EXCERPTED PASSAGE:
:::::

Hacker News new | comments | show | ask | jobs | submit login
The Log: An Epic Software Engineering Article (bryanpendleton.blogspot.com)
152 points by tosh on Sept 20, 2014 | hide | past | web | favorite | 12 comments

Hah, I just noticed something amusing:

Oracle headquarters buildings: http://en.wikipedia.org/wiki/Oracle_Corporation#mediaviewer/...

The typical symbolic representation of a database in a diagram: https://openclipart.org/detail/181674/database-symbol-by-ete...

> Focus on the data, not on the logic. The logic will emerge when you understand the data. -- Bryan Pendleton

Sounds similar to:

> Bad programmers worry about the code. Good programmers worry about data structures and their relationships. -- Linus Torvalds

Good discussion of an (indeed) epic article. Reading the other comments here, I would like to stress the complexity of allowing concurrent updates of the same object on distributed machines.

:::::

Data items
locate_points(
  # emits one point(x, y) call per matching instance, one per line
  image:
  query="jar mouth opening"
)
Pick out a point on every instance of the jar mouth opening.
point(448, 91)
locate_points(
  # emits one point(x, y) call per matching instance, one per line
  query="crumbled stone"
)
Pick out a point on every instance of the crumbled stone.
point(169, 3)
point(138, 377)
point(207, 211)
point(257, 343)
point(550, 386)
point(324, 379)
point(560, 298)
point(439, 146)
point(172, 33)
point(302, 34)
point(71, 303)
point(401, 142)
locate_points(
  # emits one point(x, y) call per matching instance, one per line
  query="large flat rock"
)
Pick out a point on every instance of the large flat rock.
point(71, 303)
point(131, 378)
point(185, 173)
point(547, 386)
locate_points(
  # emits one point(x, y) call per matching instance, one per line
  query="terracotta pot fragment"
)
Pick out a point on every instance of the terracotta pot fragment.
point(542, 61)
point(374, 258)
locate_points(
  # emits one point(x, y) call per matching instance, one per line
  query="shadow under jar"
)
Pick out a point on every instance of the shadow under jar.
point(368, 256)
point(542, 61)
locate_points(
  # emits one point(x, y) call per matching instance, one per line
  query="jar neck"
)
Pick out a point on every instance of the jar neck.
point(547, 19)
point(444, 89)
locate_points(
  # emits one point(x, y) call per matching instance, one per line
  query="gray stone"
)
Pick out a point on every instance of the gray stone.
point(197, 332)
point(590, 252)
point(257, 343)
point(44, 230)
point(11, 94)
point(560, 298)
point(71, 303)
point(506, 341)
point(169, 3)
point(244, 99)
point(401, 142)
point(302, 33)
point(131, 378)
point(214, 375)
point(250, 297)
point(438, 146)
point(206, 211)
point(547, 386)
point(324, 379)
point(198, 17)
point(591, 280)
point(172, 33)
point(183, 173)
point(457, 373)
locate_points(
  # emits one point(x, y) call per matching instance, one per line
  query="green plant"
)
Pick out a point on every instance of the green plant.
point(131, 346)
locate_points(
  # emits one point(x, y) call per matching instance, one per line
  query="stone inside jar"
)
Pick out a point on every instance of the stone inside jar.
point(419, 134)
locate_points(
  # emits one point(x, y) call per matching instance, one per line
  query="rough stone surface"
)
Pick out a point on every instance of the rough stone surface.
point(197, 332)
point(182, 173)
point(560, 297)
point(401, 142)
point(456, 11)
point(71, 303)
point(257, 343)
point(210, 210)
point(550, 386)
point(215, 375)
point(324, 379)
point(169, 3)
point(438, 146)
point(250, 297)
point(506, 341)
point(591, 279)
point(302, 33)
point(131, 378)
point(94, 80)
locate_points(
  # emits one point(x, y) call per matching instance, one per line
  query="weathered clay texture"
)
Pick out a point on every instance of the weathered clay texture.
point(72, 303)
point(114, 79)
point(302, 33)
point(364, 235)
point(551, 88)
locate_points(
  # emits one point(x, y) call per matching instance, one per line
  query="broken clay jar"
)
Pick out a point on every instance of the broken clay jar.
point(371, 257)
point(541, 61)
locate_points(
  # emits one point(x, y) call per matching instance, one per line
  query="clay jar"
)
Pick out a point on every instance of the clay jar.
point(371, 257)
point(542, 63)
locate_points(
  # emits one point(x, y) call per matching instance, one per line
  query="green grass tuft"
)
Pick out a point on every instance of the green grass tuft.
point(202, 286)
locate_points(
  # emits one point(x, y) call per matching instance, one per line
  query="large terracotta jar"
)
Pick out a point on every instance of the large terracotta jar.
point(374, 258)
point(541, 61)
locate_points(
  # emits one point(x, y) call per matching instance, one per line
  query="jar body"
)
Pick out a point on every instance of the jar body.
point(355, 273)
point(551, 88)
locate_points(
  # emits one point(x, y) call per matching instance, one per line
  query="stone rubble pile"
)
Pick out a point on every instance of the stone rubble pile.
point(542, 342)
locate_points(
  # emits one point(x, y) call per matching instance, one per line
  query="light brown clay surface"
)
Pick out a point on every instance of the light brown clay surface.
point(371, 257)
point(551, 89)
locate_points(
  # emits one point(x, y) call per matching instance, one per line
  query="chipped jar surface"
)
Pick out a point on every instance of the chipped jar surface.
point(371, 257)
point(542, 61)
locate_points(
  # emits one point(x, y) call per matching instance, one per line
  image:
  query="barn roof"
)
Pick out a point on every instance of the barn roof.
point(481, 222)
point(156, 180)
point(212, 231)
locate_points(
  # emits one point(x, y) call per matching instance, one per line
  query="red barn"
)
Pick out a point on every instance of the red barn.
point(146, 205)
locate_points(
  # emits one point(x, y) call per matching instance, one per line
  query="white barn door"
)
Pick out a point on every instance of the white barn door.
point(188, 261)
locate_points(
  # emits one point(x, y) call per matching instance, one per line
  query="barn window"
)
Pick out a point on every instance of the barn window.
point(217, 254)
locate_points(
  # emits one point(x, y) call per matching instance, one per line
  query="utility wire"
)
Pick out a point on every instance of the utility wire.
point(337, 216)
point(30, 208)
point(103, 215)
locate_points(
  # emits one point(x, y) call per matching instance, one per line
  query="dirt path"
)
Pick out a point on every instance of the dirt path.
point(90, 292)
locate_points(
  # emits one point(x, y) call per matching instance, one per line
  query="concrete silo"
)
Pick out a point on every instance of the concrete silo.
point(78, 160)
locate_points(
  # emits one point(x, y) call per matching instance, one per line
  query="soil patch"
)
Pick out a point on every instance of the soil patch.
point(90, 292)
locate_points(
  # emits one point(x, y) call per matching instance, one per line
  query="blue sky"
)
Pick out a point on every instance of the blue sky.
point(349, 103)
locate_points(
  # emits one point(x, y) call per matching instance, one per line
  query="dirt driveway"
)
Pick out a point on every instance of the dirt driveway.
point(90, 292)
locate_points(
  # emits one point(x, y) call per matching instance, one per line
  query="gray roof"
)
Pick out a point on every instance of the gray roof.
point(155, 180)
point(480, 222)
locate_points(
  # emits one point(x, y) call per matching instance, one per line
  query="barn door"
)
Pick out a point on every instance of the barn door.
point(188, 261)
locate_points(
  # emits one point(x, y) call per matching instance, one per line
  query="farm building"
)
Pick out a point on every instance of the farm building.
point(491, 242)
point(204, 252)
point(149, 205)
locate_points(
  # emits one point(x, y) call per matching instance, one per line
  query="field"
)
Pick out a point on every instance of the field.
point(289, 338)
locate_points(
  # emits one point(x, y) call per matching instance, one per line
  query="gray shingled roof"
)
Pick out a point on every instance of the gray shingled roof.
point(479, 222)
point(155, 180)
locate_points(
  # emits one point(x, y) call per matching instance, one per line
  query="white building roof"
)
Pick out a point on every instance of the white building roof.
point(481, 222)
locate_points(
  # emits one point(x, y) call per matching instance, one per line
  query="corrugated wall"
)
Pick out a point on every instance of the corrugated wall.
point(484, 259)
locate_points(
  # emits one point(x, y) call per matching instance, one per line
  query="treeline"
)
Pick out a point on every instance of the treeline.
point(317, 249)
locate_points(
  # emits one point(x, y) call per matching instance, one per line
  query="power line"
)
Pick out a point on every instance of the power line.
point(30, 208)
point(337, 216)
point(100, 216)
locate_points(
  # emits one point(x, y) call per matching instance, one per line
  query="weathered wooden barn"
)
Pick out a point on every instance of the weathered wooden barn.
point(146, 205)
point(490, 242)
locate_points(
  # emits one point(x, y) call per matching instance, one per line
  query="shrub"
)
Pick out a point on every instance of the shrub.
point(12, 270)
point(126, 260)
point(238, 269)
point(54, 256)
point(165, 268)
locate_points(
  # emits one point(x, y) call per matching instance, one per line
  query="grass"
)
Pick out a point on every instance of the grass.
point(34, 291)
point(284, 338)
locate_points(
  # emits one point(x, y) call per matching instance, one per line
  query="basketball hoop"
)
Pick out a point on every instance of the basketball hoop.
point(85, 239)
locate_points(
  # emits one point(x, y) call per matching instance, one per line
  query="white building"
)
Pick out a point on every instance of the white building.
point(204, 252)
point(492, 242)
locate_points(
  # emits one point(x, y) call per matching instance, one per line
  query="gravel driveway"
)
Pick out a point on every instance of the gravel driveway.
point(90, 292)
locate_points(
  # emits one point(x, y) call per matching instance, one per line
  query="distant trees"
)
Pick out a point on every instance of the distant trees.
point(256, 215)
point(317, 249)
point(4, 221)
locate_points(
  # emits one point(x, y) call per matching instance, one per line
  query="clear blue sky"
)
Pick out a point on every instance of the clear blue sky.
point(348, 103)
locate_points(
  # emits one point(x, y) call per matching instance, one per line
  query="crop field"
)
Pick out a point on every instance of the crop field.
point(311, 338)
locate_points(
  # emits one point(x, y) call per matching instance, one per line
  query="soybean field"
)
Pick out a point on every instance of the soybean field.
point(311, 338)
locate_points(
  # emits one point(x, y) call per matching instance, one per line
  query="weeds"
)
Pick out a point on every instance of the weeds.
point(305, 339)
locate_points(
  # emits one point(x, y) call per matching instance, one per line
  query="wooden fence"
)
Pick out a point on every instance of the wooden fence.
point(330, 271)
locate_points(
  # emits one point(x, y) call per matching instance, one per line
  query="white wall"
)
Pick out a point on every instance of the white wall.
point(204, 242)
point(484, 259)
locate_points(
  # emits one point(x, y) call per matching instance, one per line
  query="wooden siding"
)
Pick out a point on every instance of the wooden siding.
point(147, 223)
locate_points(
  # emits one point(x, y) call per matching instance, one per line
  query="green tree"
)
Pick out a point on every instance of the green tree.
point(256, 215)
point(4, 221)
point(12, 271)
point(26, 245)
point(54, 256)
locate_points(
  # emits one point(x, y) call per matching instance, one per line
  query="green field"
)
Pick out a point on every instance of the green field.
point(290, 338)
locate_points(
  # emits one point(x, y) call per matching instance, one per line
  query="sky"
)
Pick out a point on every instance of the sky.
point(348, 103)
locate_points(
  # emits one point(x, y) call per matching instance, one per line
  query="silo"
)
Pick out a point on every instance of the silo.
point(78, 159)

:::::

REQUESTS:
1 > In the Hacker News thread, switch "distributed machines" to "separate servers" and write out the passage that begins at the words "Good discussion of" and stops after "on distributed machines.".
2 > In the Hacker News thread, what does the quote from Linus Torvalds say good programmers worry about?
3 > Write the next part of the Hacker News thread, starting after its last comment.
This listing comes from a separate source.

RESULTS FOR THE EXERCISE:
1 >
Good discussion of an (indeed) epic article. Reading the other comments here, I would like to stress the complexity of allowing concurrent updates of the same object on separate servers.

2 > Data structures and their relationships.

3 >
And I totally share the hopes for the current eventual consistency monopoly to perish. Some use cases should use strong consistency. You see people build stuff like this https://github.com/Netflix/s3mper to "fix" eventual consistency...awkward

Cconcurrent update of the same object is actually an extremely common real-life use case. You need to handle the arising conflicts anyway, so you might as well get the benefits of eventual consistency. If you don't have concurrent updates, then you don't have a distributed system. But that doesn't model the real world anymore. The state of the object is already distributed to multiple computers (e.g. mobile clients), and the database system needs to handle that.

You can, of course, handle the concurrency on the application level, but the question is, why bother? The database can help with managing that.

The whole industry has been slowly trending away from eventual consistency. Google proved with spanner that it is possible to do linearizable transactions at mega scale. Even Amazon's DynamoDB offers strong consistency for individual rows.

Nobody wants to throw data away on concurrent writes, and CRDTs or application specific merge functions are complicated.

RTS games are an application of this form of replication - each player had the full fame state, sends their commands to the server that timestamps them and sends them back to all users (including the player who initiated the action) and the player's action is applied in sync to all the machines. Synchronicity is maintained by pure determinism.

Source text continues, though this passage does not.